● **Task objective**:
Would you transcribe the line containing "point: the whole moai statue immediately" and every line after it, through the end of the records below, exactly and with nothing else?

● **Natural-language object grounding data**:
§ §

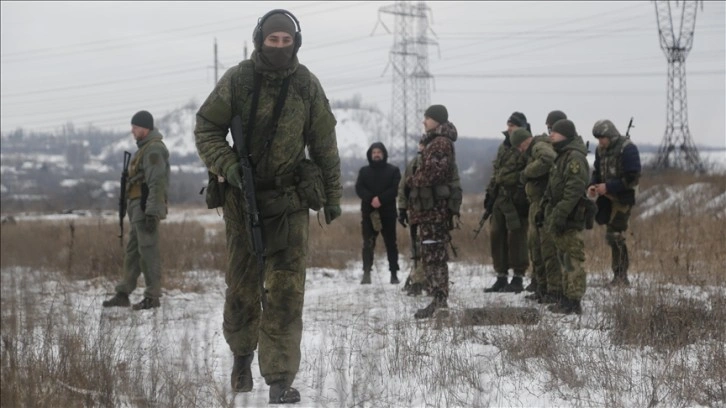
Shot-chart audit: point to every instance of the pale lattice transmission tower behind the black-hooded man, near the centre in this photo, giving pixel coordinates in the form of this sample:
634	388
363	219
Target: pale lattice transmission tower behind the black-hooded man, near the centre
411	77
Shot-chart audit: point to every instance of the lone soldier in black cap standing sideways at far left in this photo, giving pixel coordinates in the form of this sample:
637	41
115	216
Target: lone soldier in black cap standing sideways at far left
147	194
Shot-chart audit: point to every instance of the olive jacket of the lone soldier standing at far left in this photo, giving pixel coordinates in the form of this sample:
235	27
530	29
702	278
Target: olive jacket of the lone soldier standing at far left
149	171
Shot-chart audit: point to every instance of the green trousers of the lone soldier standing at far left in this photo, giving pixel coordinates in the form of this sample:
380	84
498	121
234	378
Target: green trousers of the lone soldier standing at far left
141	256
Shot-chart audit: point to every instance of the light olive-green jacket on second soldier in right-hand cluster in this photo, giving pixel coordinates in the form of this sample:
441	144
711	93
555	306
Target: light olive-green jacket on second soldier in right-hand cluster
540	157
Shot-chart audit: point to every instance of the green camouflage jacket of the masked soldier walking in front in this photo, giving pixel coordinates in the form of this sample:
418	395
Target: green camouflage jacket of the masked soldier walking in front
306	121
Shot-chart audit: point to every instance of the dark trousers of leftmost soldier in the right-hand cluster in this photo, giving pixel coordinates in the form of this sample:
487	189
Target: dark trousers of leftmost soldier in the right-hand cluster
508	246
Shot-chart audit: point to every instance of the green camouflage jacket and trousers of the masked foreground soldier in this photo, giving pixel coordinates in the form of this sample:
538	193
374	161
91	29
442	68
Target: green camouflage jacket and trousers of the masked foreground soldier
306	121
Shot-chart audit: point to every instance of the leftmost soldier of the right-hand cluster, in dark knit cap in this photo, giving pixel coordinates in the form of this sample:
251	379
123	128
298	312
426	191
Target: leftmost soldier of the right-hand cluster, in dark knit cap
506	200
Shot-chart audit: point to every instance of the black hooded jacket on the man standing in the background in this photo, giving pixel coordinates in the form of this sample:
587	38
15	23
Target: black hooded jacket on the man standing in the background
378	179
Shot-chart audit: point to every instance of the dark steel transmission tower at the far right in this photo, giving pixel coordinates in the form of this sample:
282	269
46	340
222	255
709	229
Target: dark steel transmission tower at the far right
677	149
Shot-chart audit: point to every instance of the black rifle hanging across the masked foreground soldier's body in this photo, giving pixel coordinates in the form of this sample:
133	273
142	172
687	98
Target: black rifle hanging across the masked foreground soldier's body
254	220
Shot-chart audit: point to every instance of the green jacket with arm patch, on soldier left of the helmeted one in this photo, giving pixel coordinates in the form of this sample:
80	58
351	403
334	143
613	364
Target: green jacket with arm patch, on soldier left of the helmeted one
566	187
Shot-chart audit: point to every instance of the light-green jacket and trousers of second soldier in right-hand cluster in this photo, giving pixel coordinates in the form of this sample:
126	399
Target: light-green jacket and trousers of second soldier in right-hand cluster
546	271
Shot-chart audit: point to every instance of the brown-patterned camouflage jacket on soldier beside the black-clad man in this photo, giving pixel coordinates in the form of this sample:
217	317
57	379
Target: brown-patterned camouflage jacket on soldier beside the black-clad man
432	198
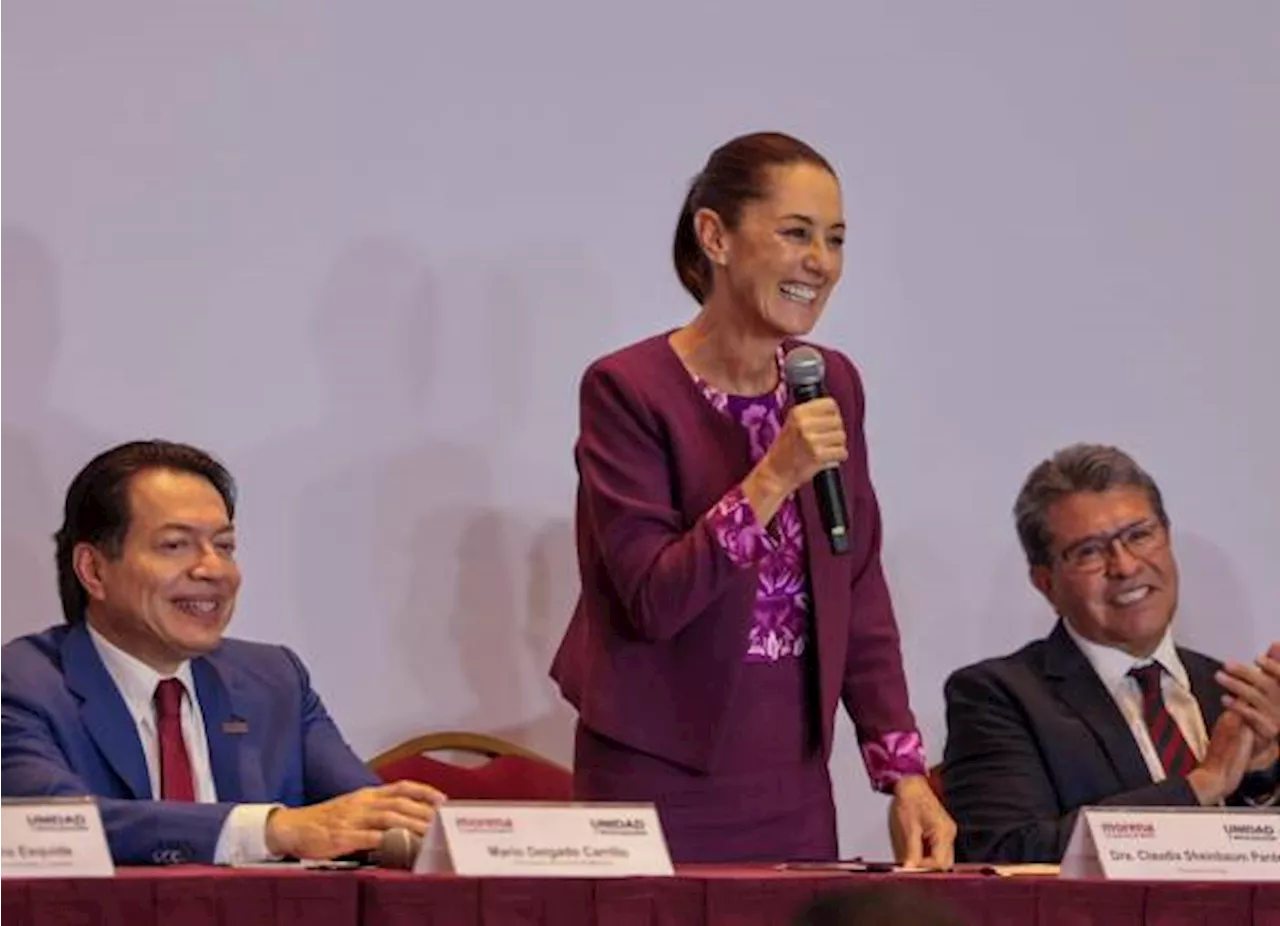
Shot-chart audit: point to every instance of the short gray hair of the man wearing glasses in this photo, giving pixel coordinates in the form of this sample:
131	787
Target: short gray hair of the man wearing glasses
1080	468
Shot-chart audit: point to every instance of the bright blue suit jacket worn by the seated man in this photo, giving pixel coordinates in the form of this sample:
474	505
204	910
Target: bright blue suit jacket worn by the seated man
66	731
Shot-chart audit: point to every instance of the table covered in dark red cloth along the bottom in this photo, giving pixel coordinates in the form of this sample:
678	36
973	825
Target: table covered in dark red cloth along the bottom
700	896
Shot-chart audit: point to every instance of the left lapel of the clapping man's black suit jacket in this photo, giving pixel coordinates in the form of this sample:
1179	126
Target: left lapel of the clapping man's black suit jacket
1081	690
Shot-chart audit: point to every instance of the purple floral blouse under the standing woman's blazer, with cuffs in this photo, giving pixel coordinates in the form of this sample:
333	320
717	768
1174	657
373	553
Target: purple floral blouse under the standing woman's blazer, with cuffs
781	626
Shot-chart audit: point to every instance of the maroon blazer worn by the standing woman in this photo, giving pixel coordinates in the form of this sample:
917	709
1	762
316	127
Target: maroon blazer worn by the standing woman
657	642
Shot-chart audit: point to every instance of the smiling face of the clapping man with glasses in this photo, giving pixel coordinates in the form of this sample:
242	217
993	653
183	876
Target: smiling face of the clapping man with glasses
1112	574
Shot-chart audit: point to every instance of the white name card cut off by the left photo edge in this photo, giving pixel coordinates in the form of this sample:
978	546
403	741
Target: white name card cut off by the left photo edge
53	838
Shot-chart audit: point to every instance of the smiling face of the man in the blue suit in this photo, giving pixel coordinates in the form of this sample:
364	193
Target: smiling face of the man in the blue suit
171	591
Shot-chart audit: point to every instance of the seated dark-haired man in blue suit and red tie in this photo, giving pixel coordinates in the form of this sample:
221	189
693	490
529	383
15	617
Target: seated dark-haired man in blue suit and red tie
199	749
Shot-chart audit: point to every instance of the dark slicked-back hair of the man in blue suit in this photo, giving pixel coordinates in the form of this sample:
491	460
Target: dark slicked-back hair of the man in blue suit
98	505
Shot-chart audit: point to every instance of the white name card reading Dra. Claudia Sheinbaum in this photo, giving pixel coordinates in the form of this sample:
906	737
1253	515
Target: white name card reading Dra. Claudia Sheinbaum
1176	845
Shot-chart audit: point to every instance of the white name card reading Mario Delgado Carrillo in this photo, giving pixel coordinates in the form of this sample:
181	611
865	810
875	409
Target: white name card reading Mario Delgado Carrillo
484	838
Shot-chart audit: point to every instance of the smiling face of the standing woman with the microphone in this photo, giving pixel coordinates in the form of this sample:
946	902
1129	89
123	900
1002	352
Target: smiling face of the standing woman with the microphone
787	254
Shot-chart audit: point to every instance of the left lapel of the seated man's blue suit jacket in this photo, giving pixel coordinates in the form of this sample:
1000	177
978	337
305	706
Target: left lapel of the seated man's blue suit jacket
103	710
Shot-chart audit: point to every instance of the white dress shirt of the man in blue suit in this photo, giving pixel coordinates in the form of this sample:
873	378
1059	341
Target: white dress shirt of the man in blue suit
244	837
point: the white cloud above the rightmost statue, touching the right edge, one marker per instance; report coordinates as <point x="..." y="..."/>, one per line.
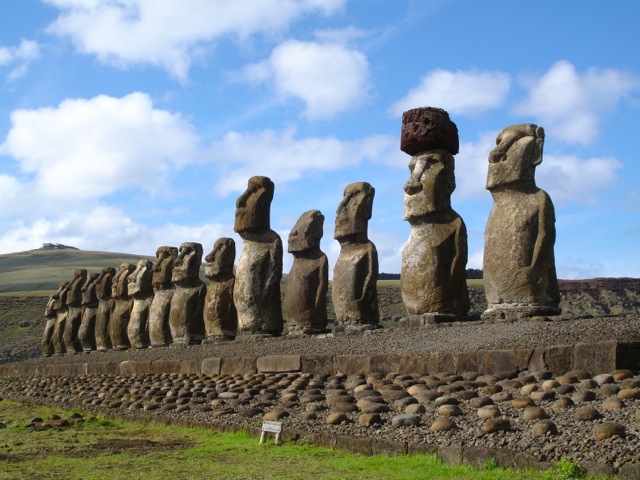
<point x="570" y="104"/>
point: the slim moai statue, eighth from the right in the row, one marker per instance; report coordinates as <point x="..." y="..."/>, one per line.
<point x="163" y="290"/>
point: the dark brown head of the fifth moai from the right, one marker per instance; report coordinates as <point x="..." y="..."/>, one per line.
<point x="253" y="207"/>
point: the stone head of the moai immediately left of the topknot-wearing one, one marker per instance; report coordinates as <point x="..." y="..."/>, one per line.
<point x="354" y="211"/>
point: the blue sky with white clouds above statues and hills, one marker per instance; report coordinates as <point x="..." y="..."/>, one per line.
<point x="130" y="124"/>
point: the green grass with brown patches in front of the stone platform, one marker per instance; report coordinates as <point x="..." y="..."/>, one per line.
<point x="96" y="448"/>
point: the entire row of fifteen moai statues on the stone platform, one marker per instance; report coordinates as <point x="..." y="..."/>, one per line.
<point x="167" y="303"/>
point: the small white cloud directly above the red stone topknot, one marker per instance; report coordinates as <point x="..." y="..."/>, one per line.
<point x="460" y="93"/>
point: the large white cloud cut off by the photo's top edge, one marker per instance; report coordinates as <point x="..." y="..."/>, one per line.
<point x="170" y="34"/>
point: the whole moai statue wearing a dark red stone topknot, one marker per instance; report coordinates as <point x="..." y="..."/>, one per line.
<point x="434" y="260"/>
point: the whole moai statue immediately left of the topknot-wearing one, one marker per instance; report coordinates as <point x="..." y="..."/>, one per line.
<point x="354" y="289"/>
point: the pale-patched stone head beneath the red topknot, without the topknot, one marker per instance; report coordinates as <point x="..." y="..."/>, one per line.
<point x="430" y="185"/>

§ §

● **Output below**:
point: the whole moai statue immediately left of the topknot-wearing one, one marker per instance; report coordinates as <point x="..." y="..."/>, one per line.
<point x="354" y="289"/>
point: the pale-patched stone head beneath the red topknot, without the topknot, one marker per instance; report coordinates as <point x="..." y="..."/>, one per line.
<point x="430" y="185"/>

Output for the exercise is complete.